The exercise:
Locate each line in the records below that contains the string "support" and copy every such line.

Image point annotation entries:
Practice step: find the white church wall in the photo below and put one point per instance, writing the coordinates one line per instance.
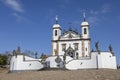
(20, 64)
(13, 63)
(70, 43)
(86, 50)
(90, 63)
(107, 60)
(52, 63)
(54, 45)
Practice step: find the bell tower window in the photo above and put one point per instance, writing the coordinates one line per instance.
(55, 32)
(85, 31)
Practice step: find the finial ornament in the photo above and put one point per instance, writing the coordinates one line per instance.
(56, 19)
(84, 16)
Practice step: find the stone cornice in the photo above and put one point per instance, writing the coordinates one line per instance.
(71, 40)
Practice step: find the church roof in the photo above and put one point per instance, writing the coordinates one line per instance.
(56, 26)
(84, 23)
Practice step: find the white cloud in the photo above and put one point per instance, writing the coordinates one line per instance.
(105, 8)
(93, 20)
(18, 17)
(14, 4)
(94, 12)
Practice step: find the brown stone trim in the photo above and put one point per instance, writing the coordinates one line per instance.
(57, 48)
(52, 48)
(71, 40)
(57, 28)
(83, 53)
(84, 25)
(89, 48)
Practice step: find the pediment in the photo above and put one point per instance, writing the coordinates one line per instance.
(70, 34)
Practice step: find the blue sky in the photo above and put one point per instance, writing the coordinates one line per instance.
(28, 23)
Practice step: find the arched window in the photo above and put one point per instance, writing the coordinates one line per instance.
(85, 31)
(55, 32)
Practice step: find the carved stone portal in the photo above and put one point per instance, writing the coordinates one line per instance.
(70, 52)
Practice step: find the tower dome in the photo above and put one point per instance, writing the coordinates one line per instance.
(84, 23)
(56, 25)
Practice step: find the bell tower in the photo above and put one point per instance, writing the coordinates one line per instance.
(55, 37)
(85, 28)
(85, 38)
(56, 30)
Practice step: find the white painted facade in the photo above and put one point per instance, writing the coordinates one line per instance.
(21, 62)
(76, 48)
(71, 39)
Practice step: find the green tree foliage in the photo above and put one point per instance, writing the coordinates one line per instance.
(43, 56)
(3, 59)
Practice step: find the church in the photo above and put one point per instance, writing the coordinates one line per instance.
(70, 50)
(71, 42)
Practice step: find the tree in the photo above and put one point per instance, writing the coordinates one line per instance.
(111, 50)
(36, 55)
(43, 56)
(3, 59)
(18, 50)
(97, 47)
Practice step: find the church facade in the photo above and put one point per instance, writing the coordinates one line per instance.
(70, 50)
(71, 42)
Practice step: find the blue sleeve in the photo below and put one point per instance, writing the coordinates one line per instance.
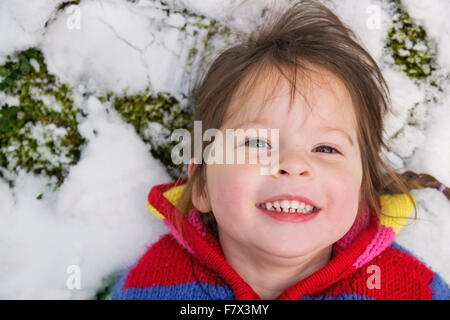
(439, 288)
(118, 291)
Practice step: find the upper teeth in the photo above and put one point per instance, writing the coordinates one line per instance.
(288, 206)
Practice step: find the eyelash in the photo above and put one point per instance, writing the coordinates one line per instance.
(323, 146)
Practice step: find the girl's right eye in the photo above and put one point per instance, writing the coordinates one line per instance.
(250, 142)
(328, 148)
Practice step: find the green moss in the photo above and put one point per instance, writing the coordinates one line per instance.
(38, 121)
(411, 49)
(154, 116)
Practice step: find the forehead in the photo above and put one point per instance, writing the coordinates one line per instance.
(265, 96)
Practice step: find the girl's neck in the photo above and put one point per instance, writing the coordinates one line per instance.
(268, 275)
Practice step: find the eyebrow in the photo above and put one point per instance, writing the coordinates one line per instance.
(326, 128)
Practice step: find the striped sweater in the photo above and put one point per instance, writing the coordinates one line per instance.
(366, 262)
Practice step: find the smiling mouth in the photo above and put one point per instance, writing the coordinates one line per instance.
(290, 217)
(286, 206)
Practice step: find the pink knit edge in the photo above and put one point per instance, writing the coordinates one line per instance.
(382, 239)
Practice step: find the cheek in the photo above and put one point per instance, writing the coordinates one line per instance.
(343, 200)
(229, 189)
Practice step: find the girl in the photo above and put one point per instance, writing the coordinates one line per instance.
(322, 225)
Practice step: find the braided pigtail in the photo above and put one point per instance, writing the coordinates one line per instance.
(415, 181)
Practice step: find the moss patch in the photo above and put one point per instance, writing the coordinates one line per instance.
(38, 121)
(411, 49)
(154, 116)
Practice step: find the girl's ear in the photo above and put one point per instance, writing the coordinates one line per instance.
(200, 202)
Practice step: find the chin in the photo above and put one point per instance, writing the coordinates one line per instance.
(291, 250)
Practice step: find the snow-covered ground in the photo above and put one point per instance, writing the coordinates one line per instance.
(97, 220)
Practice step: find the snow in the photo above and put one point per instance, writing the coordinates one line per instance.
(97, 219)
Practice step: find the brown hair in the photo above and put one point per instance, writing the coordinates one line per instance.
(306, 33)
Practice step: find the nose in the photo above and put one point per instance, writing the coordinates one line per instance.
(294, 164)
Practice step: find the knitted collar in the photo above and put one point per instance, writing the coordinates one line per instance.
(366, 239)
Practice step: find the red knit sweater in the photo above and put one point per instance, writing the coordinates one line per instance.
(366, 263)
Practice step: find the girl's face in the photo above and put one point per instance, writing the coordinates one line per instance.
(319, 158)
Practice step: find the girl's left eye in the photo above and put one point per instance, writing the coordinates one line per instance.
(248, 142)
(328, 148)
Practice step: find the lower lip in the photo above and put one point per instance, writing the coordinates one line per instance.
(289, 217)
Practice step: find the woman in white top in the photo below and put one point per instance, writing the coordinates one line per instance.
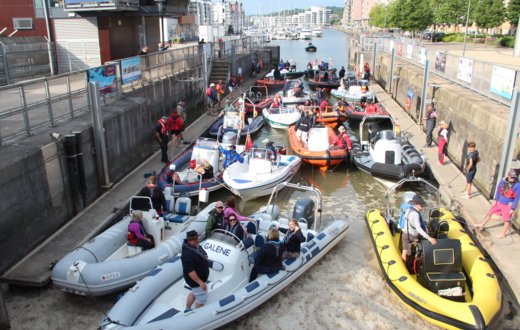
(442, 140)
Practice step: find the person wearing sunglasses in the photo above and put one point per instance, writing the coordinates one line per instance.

...

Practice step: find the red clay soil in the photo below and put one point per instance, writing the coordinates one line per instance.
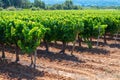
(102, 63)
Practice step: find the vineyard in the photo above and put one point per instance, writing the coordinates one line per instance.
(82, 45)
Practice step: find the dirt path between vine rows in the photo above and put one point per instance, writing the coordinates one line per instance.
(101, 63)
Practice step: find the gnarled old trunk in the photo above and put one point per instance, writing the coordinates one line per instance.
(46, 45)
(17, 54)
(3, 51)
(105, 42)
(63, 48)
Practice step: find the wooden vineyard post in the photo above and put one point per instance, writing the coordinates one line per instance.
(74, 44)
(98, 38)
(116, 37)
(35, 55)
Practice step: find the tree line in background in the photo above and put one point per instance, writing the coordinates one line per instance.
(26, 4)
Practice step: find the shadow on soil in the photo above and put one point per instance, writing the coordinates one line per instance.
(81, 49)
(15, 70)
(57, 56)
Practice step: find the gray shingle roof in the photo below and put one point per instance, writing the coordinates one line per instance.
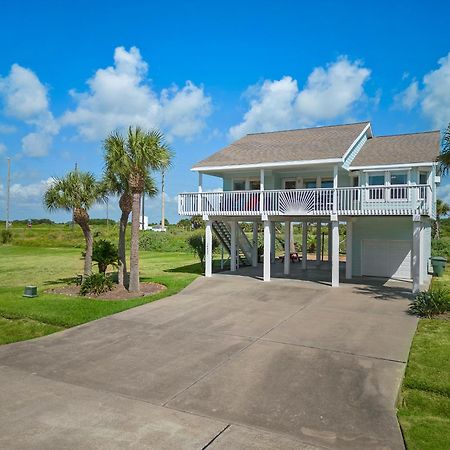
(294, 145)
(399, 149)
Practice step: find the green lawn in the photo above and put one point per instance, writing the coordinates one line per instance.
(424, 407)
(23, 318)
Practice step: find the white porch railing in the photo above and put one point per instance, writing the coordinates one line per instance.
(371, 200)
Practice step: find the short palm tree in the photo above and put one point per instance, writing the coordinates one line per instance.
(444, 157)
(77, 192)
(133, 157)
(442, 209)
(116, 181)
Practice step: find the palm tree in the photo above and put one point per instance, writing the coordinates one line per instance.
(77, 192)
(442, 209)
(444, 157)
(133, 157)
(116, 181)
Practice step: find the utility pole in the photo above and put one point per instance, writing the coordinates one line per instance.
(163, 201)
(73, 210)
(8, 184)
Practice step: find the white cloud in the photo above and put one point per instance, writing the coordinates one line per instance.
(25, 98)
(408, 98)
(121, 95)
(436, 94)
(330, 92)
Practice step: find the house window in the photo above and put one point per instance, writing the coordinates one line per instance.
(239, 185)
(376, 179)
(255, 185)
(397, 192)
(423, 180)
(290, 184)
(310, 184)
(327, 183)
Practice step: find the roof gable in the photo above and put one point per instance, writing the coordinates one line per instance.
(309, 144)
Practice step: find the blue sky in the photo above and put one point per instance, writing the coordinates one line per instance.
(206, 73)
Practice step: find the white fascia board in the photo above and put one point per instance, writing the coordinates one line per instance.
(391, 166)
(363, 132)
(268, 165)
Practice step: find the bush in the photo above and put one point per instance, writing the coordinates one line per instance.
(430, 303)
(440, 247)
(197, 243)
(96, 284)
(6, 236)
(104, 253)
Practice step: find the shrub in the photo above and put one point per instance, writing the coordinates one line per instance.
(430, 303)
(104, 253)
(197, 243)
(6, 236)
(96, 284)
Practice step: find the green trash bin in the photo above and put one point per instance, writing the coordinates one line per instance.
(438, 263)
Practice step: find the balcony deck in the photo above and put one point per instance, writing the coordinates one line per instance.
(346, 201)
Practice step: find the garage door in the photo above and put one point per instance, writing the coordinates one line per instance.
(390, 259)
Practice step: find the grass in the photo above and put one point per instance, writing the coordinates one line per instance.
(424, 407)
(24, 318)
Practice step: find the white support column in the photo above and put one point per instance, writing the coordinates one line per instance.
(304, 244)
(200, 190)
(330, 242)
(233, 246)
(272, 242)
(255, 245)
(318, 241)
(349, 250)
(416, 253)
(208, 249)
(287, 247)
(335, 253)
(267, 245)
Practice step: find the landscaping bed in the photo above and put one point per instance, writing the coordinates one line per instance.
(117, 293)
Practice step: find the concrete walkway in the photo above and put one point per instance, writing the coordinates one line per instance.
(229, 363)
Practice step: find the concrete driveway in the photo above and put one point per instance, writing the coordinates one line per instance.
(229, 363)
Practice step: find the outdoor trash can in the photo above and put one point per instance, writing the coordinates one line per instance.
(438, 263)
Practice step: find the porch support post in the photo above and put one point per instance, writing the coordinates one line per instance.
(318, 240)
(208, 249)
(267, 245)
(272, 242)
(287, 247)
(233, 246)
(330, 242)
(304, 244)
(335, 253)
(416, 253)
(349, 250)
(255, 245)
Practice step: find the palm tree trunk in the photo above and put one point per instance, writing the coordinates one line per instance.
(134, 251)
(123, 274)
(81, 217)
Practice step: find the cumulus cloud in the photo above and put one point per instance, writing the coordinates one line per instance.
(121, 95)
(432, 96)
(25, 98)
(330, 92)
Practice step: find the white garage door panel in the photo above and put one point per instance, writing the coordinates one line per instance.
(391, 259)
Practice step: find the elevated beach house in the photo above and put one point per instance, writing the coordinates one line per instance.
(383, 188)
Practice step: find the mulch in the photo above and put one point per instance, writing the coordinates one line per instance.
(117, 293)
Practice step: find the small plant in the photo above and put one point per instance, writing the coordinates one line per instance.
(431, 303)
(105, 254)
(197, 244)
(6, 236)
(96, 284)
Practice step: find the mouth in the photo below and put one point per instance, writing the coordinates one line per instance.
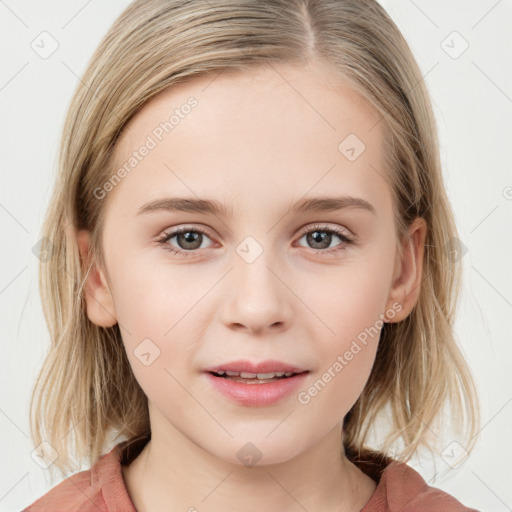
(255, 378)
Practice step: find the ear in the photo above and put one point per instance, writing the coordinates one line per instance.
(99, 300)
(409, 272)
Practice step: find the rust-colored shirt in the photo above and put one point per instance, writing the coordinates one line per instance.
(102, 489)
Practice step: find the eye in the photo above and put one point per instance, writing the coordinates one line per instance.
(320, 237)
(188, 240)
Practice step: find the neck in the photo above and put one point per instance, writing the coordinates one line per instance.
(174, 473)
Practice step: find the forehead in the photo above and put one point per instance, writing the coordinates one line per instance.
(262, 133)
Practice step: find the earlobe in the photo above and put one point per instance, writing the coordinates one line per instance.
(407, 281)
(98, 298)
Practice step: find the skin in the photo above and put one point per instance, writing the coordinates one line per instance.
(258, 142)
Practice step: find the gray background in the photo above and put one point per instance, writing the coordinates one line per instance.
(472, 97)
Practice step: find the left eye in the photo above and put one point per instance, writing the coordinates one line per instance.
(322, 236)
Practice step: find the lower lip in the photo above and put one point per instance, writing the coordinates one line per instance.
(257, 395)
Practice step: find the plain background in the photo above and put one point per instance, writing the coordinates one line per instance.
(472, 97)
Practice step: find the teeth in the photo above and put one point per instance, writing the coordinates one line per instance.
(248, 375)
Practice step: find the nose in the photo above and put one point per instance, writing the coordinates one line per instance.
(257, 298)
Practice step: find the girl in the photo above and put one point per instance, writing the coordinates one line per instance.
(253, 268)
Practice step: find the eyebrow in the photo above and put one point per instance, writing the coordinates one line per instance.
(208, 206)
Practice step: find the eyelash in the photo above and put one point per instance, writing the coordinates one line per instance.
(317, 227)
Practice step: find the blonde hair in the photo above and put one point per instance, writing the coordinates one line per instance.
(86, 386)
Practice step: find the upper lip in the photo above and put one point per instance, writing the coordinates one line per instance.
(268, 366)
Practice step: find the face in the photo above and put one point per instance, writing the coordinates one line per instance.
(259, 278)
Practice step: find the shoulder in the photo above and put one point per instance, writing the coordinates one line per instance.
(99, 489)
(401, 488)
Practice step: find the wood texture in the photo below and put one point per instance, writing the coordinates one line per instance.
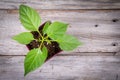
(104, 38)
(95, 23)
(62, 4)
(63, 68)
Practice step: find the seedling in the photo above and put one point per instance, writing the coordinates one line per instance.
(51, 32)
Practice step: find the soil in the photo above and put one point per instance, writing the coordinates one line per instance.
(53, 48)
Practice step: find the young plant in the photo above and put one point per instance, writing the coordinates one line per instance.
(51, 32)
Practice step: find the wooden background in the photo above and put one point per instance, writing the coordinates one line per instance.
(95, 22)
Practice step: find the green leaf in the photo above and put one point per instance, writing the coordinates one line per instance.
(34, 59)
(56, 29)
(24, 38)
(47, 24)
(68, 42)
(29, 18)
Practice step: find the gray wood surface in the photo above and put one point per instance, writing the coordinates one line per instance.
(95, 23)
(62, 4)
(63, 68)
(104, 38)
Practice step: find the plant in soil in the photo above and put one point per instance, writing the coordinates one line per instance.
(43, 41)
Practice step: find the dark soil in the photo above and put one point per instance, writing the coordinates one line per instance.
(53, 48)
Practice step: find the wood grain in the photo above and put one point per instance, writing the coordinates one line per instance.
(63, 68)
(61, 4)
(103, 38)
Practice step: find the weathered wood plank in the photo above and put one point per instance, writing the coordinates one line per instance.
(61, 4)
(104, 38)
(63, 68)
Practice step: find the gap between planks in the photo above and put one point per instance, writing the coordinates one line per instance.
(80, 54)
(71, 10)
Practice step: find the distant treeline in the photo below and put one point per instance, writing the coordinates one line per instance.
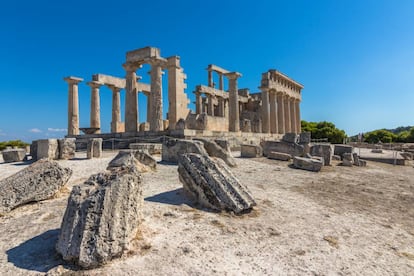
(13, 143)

Exercise output:
Practice step: find the white support column in the photo above and put one point per instance, writing the coordinates one line per instance.
Practice step: find the porch support post in the photo above and put one point per instance, writing the coordinates one line per instance.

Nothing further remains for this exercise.